# WORK ORDER 1
Which version of the Bible does the pandemic reflection below quote from the book of James?
# WORK ORDER 2
From the pandemic reflection below, set down everything from "I thought I" down to "being with us.", word for word.

# TEXT BLOCK

BEGIN

They were the worst of times. Someday I hope I say they were also the best of times. As March spilled into April, and April into May I felt a sinking loss. It was different from the losses that had toppled through the shockwave of a global pandemic jumping our borders. Something very familiar was slipping through the cracks in my heart. 

Control.

I thought I had it before COVID. But let’s be clear; this pandemic didn’t steal our control; it revealed how little we actually had. Our carefully crafted western illusion of control dropped to zero when we asked our neighbors for toilet paper, struggled to tutor our kids, just wanted to enjoy a burrito at our favorite restaurant and had to see if a friend was okay being with us. 
 
The words from the book of James in The Message nailed me; Consider it a sheer gift, friends, when tests and challenges come at you from all sides. You know that under pressure, your faith-life is forced into the open and shows its true colors.” Nailed it. We’ve been squeezed. This insulation is gone. Our faith, or lack thereof, was forced into the open. I’ve had moments this year that were not pretty. You with me?
 
Maybe we should start by just acknowledging we’ve been squeezed. We’ve survived. COVID has been a humbling, refining, reevaluating season. Those are all hard in the short game, but needed in the long game. 
 
And can we also step back for a moment and realize the gift we’ve been given? If you came to the end of yourself, grew, changed, morphed in any way I hope you’ll learn to receive it as a gift like I have. I have some grounding and humility I didn’t have when 2020 arrived. 
 
Can I invite you to do one more thing? Can we just tell the truth about how we’re doing? Actually doing. People want to hear the truth because they want to feel safe to tell the truth. People aren’t looking for happy leaders right now; they’re looking for whole leaders. Ones who can cry and laugh and grieve and tell others they’re not okay. This makes them feel safe, and we desperately need to extend safety to those around us. 
 
Somehow, this awful loss of control has been a sweet gift.

END

# DATA PROVIDED
BEGIN

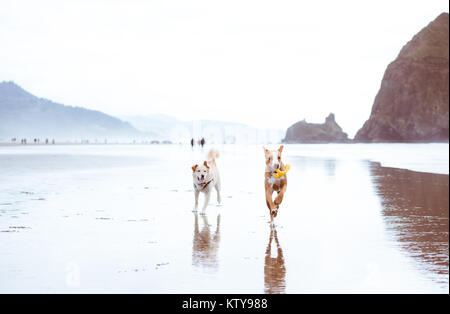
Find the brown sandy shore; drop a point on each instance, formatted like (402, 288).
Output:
(118, 218)
(416, 210)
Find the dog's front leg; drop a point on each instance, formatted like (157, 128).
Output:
(207, 197)
(270, 203)
(280, 196)
(197, 192)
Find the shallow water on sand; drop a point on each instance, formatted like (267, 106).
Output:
(118, 218)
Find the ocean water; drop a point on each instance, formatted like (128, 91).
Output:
(118, 218)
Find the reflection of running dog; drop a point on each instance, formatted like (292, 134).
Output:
(274, 269)
(205, 245)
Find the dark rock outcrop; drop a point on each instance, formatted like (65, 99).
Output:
(413, 100)
(328, 132)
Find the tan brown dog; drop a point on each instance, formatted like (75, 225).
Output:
(271, 184)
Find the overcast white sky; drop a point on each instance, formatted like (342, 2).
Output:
(264, 63)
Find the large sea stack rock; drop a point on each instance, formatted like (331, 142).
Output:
(412, 103)
(328, 132)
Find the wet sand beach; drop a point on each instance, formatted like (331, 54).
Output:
(118, 218)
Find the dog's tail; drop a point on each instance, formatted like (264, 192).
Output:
(212, 156)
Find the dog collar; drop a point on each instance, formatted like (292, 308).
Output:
(204, 185)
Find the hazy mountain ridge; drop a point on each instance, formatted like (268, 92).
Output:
(25, 115)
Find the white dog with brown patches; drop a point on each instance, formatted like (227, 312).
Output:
(206, 177)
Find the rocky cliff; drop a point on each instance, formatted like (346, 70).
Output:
(328, 132)
(413, 100)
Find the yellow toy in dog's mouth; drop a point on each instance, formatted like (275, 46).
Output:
(280, 173)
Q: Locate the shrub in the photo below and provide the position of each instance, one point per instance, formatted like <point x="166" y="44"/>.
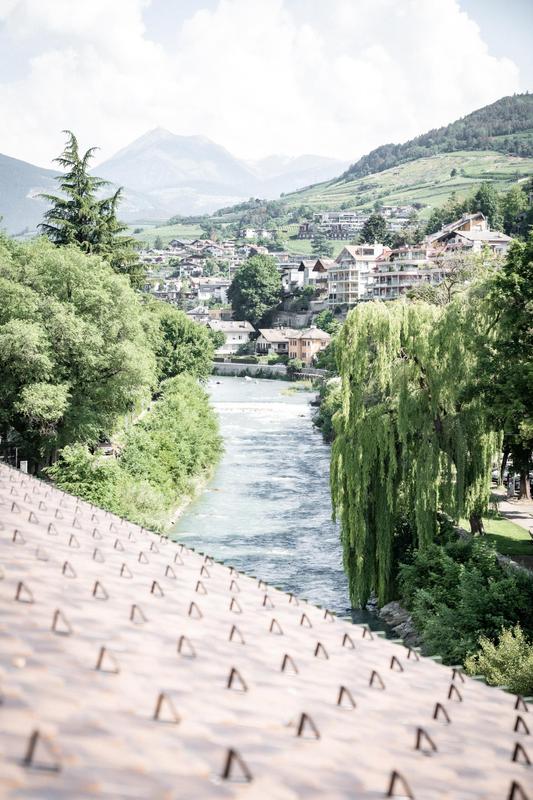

END

# ANSWER AREA 1
The Message.

# ANSWER AREA 2
I thought I had it before COVID. But let’s be clear; this pandemic didn’t steal our control; it revealed how little we actually had. Our carefully crafted western illusion of control dropped to zero when we asked our neighbors for toilet paper, struggled to tutor our kids, just wanted to enjoy a burrito at our favorite restaurant and had to see if a friend was okay being with us.